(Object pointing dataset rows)
** Start **
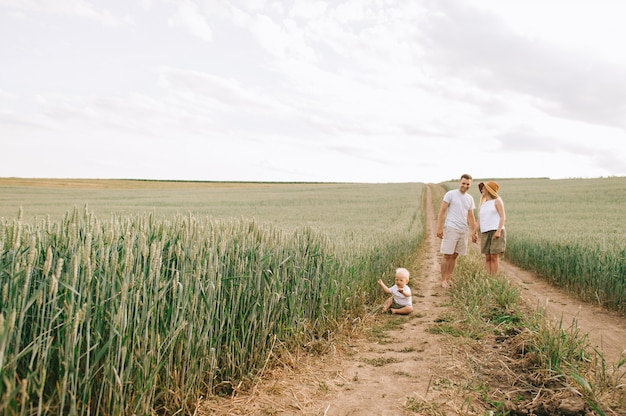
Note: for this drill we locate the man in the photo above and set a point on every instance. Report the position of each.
(457, 209)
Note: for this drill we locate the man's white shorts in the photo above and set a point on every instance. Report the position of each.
(454, 241)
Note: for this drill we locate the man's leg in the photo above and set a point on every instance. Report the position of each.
(447, 267)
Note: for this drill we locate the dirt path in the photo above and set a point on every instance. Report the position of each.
(413, 367)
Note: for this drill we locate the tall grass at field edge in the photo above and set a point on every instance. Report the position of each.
(144, 315)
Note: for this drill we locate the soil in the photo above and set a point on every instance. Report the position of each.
(415, 371)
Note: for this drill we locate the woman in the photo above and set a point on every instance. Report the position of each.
(491, 219)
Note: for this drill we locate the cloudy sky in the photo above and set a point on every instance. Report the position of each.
(308, 90)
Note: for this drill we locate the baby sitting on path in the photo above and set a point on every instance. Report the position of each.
(401, 301)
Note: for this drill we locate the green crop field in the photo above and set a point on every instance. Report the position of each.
(135, 297)
(571, 231)
(131, 298)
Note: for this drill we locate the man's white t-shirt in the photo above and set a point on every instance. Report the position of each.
(458, 206)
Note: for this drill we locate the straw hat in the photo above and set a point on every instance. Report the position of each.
(492, 188)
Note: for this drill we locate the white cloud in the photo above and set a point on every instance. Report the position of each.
(188, 17)
(355, 90)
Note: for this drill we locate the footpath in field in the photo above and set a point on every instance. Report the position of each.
(413, 371)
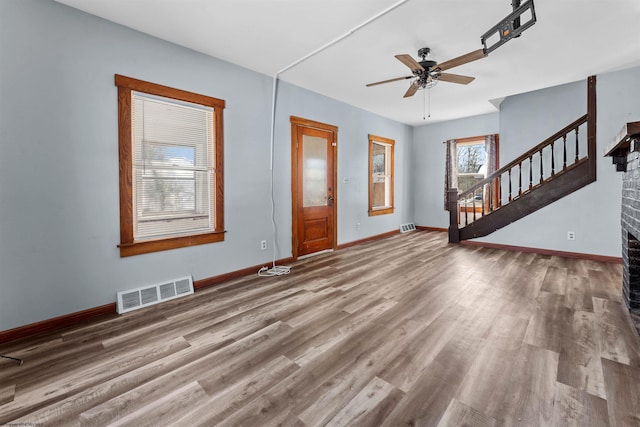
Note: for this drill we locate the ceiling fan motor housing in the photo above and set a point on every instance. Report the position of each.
(427, 64)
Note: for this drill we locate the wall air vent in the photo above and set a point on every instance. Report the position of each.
(145, 296)
(405, 228)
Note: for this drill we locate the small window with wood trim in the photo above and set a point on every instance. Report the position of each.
(380, 175)
(170, 145)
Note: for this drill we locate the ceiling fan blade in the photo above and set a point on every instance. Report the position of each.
(409, 62)
(456, 78)
(412, 90)
(388, 81)
(467, 57)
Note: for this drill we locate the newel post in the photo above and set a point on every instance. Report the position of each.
(452, 204)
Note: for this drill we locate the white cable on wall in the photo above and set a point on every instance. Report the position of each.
(280, 270)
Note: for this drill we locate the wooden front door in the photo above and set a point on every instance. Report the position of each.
(313, 186)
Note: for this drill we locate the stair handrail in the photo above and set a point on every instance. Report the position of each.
(564, 131)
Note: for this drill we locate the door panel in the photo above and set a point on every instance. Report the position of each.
(314, 189)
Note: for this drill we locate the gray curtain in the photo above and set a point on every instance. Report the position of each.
(450, 169)
(490, 148)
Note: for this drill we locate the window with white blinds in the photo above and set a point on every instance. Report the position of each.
(170, 150)
(172, 167)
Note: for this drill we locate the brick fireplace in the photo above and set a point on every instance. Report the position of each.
(625, 152)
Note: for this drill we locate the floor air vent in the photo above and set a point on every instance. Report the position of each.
(405, 228)
(145, 296)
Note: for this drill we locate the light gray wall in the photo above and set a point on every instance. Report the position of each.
(59, 214)
(429, 159)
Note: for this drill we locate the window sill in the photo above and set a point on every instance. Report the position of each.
(380, 211)
(148, 246)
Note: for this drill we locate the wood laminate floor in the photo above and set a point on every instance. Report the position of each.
(408, 330)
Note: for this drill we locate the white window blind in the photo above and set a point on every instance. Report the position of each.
(173, 162)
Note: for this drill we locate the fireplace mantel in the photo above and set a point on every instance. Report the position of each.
(627, 140)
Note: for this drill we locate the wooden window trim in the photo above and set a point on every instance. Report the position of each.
(128, 246)
(391, 142)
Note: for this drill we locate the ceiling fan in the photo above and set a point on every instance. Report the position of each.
(427, 73)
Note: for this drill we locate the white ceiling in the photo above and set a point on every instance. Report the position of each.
(571, 40)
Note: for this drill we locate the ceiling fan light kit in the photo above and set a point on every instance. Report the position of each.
(426, 73)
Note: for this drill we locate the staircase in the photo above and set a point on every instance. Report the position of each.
(555, 168)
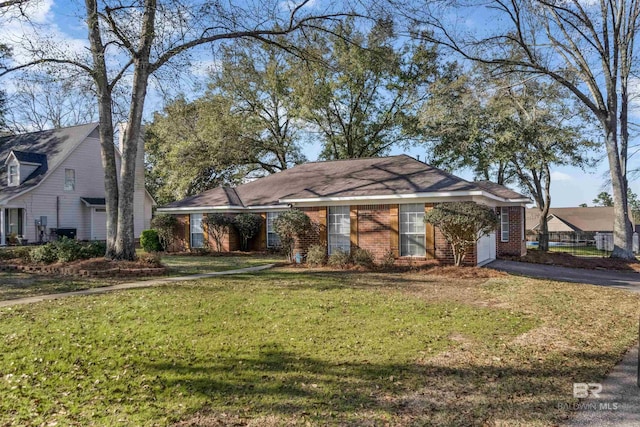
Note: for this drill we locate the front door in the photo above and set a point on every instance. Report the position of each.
(13, 222)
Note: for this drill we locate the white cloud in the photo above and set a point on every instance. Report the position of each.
(560, 176)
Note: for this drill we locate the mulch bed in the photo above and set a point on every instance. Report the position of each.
(568, 260)
(95, 267)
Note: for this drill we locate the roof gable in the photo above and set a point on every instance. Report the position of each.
(47, 148)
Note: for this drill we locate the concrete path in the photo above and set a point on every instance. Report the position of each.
(130, 285)
(615, 279)
(619, 402)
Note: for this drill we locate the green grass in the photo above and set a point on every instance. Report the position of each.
(324, 348)
(195, 264)
(20, 285)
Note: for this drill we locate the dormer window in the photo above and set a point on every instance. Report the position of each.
(13, 175)
(69, 180)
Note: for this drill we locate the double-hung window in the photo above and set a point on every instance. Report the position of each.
(69, 180)
(412, 230)
(273, 240)
(339, 229)
(13, 175)
(197, 233)
(504, 224)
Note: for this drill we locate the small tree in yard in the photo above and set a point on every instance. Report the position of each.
(462, 224)
(290, 225)
(248, 225)
(218, 226)
(164, 225)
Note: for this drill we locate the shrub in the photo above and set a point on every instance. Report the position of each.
(248, 225)
(68, 250)
(164, 224)
(45, 254)
(22, 252)
(290, 225)
(149, 241)
(339, 258)
(317, 255)
(362, 257)
(462, 224)
(388, 260)
(218, 226)
(94, 249)
(150, 259)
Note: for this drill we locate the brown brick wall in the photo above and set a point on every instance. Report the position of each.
(374, 229)
(375, 225)
(516, 244)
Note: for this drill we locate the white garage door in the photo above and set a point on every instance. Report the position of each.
(99, 231)
(487, 248)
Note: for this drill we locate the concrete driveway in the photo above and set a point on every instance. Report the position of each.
(615, 279)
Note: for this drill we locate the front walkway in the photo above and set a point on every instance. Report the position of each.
(617, 279)
(130, 285)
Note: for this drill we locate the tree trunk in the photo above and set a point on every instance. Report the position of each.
(622, 230)
(107, 151)
(125, 241)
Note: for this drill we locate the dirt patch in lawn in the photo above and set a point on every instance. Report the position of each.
(568, 260)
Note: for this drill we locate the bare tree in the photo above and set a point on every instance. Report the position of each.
(131, 40)
(45, 103)
(588, 47)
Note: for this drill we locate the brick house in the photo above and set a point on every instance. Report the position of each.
(376, 204)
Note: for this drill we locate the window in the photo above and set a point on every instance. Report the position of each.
(412, 230)
(69, 180)
(13, 175)
(504, 224)
(339, 229)
(273, 240)
(197, 235)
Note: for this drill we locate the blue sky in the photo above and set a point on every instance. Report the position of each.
(570, 186)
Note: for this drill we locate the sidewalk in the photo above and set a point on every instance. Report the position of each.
(130, 285)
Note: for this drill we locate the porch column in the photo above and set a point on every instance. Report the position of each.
(3, 240)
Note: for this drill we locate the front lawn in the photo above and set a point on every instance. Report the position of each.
(285, 347)
(20, 285)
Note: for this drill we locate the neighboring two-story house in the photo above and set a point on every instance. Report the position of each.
(52, 184)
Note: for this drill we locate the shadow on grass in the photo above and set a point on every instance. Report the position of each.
(286, 385)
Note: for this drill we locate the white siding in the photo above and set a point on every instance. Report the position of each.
(87, 163)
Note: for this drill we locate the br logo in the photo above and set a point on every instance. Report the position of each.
(582, 390)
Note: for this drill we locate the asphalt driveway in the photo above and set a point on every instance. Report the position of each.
(616, 279)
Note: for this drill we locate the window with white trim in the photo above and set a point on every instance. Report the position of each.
(504, 224)
(273, 240)
(338, 229)
(197, 233)
(13, 175)
(412, 230)
(69, 180)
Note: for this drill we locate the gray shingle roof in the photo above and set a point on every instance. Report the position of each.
(30, 157)
(382, 176)
(94, 201)
(52, 145)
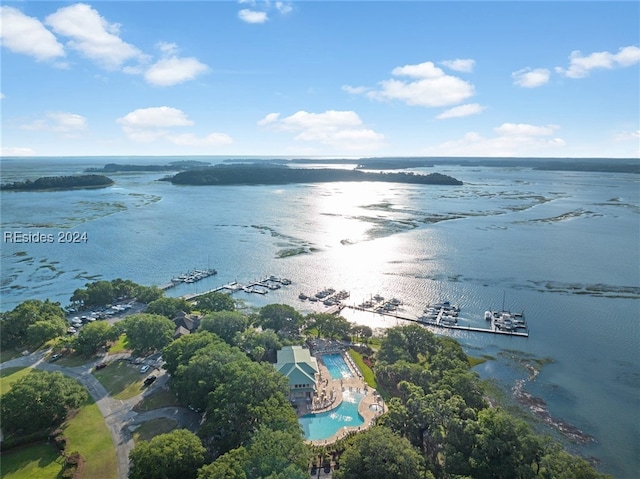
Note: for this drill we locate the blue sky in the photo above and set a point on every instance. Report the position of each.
(528, 79)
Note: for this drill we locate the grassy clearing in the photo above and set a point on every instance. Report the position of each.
(120, 346)
(7, 354)
(88, 434)
(122, 380)
(151, 429)
(40, 461)
(157, 400)
(11, 375)
(367, 373)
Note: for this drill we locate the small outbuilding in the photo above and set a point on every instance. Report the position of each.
(297, 364)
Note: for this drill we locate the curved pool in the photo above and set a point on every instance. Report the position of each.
(325, 424)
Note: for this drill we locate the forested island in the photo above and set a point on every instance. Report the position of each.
(603, 165)
(59, 183)
(441, 422)
(270, 174)
(173, 166)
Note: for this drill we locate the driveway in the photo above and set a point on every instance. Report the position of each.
(118, 414)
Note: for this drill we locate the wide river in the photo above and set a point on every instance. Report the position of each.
(562, 246)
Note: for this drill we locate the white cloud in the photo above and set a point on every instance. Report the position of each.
(189, 139)
(283, 7)
(580, 66)
(354, 90)
(531, 78)
(460, 65)
(431, 87)
(27, 35)
(252, 16)
(513, 139)
(524, 129)
(342, 130)
(151, 124)
(628, 136)
(270, 118)
(155, 117)
(59, 122)
(460, 111)
(174, 70)
(93, 36)
(16, 151)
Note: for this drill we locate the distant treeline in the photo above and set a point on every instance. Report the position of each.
(59, 183)
(604, 165)
(279, 175)
(173, 166)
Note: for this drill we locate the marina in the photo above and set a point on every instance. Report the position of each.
(262, 287)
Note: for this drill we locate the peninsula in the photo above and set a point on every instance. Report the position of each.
(56, 183)
(127, 168)
(270, 174)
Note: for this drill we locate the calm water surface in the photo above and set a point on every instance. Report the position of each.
(563, 247)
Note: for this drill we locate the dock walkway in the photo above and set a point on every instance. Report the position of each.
(439, 324)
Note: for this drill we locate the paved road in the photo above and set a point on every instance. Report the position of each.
(118, 414)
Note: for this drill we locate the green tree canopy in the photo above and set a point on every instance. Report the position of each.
(146, 332)
(259, 345)
(282, 318)
(15, 323)
(225, 324)
(168, 307)
(204, 371)
(94, 336)
(40, 400)
(411, 343)
(252, 395)
(215, 301)
(329, 325)
(180, 351)
(378, 453)
(178, 454)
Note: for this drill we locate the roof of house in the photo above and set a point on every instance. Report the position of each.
(297, 364)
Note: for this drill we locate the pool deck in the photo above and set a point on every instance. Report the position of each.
(355, 383)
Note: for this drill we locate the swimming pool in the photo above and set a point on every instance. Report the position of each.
(325, 424)
(337, 366)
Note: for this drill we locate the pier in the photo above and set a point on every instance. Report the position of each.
(436, 323)
(263, 286)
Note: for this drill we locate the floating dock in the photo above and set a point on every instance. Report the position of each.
** End **
## Short problem
Starting at the line that contains "Note: for this drill we locate the distant", output each remaining line of the listing, the last line included, exactly as it appears.

## The response
Note: for this drill we locate the distant treeline in the photo above and set a point on every instance. Report the position of each.
(59, 183)
(604, 165)
(279, 175)
(173, 166)
Note: for this drill we locate the marina in the photo above and set a point on every instance. Report the position of each.
(262, 287)
Note: for this drill we locate the peninsula in the photo above and set a point on every instance. Report the position of each.
(56, 183)
(127, 168)
(270, 174)
Note: for this drill we locate the calm water surface in the photo above and set a point on every instance. Report the position of each.
(563, 247)
Note: for this drill we locate the dock walkway in the photo above and set a point on every instance. Report the position of each.
(439, 324)
Note: for this drill we locate the paved road in the photo above and set a point on every instance. Report the position of each.
(118, 414)
Note: for this drill we locate the green tree canopy in the photo above and set a point on every instance. Report the position of each.
(146, 332)
(259, 345)
(282, 318)
(15, 323)
(225, 324)
(168, 307)
(204, 371)
(94, 336)
(40, 400)
(411, 343)
(252, 395)
(215, 301)
(329, 325)
(180, 351)
(378, 453)
(178, 454)
Note: for this drill we locate the roof of house in the photo above and set a point on every instance. Report the position of each.
(297, 364)
Note: for this drill we locate the pool deck in the photo above and set a point on every instance. Report the position of each.
(355, 383)
Note: for this drill we locate the swimming pool in the photo above and set a point on every instance. Report the position of each.
(325, 424)
(337, 366)
Note: for this drill we locate the pier in the photo above and set a point on every instance. Report the position of each.
(436, 323)
(263, 286)
Note: for this drill we locate the floating dock in the photo above and set a point on every instance. Report the position of each.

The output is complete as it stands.